> _Parts of the exercise_
- a) In the Tube bombing article, where was the 21-year-old man detained?
- b) Please pick up the Tube bombing article after its final sentence and continue it.

> _Document text_
┄┄┄┄┄┄┄┄┄┄

2ND SUSPECT HELD OVER TUBE BOMBING
Police raid man’s foster home, sow doubt over IS claim of responsibility
POLICE said yesterday they had made a second arrest in connection with the bombing of a London Underground train, as their probe into the terror attack widened.
The 21-year-old man was detained on Saturday in Hounslow, on the western rim of the capital.
Officers had earlier arrested an 18-year-old man over Friday’s attack at Parsons Green station, which injured 30 people, and said they were hunting for more suspects. Home Secretary Amber Rudd said yesterday that police were trying to find out how the teenager “was radicalised”.
The bomb went off in a packed carriage and although the device is thought to have malfunctioned it still caused a large explosion followed by what eyewitnesses said was a “fireball”.
It was Britain’s fifth terror attack in six months — a series that has claimed 35 lives. The Islamic State group claimed responsibility for Friday’s explosion.
The first arrest on Saturday took place at the Dover ferry terminal — a main link to Europe. A “number of items” were recovered during the operation and the teenager was in custody here, officers said.

┄┄┄┄┄┄┄┄┄┄

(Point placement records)

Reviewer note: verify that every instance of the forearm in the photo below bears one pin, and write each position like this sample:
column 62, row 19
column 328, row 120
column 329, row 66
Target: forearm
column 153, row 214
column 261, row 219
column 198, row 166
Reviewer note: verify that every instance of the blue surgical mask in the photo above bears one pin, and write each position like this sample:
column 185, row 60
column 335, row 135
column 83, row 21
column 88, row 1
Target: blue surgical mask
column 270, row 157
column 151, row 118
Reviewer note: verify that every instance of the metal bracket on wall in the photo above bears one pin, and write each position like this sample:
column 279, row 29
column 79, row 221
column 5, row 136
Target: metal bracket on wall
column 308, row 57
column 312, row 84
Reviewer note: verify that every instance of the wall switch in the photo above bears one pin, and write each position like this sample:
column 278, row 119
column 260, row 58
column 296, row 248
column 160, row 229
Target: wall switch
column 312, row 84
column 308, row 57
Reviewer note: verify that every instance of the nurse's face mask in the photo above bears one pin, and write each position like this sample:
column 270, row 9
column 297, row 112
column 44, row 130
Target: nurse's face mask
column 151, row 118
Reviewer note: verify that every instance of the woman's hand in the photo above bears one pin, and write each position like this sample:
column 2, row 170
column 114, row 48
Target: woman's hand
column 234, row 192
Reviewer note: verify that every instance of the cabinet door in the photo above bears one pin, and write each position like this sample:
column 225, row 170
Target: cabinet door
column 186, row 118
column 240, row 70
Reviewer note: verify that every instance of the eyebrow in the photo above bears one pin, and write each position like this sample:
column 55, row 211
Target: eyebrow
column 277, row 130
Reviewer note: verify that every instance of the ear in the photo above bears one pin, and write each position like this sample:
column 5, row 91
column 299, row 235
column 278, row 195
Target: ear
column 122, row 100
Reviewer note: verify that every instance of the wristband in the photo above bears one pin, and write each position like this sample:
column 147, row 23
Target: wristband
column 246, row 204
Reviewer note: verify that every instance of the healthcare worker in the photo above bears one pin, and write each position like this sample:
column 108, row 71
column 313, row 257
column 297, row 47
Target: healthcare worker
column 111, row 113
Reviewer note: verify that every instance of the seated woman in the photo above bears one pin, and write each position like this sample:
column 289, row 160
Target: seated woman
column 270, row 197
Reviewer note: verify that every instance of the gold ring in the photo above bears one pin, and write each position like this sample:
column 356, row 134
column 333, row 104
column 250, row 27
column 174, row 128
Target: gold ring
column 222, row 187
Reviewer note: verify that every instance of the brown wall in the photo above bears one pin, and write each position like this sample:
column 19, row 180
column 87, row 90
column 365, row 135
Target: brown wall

┄┄┄┄┄┄┄┄┄┄

> _Response list_
- a) He was detained in Hounslow, on the western rim of the capital.

- b)
Police also raided a home in Sunbury, a town west of the capital on Saturday. Residents quoted in local media said the owners of the house were elderly foster parents.
Britain’s terror threat was raised on Friday to “critical”, indicating that another attack is feared, and soldiers have been deployed to guard key sites, including nuclear facilities.
The critical warning was last used after the deadly suicide attack at Manchester Arena, also claimed by IS, in May.
Rudd also doubted IS’s claim to being behind Friday’s incident.
“It is inevitable that so-called Islamic State or Daesh will try to claim responsibility, but we have no evidence to suggest that yet,” she told the BBC.
Rudd had also earlier dismissed as “pure speculation” United States President Donald Trump’s claim, made Friday on Twitter, that a “loser terrorist” behind the attack was known to Scotland Yard.
The tweet had already garnered a terse rebuke from Prime Minister Theresa May, who said: “I never think it’s helpful for anybody to speculate on what is an ongoing investigation.”
The improvised device at Parsons Green, a quiet and well-off residential district, failed to detonate fully. But the blast inflicted flash burns on passengers, and prompted dozens of others to flee in panic.
Louis Hather, 21, had been travelling to work and was three carriages down from where the explosion took place.
“I could smell the burning. Like when you burn plastic,” he said.
He was trampled on as panicking passengers stampeded out of the station, and his leg was badly cut and bruised.
In Paris , a London-bound British Airways flight was evacuated at Paris’s Charles de Gaulle airport yesterday due to a security scare, but was later cleared for take-off.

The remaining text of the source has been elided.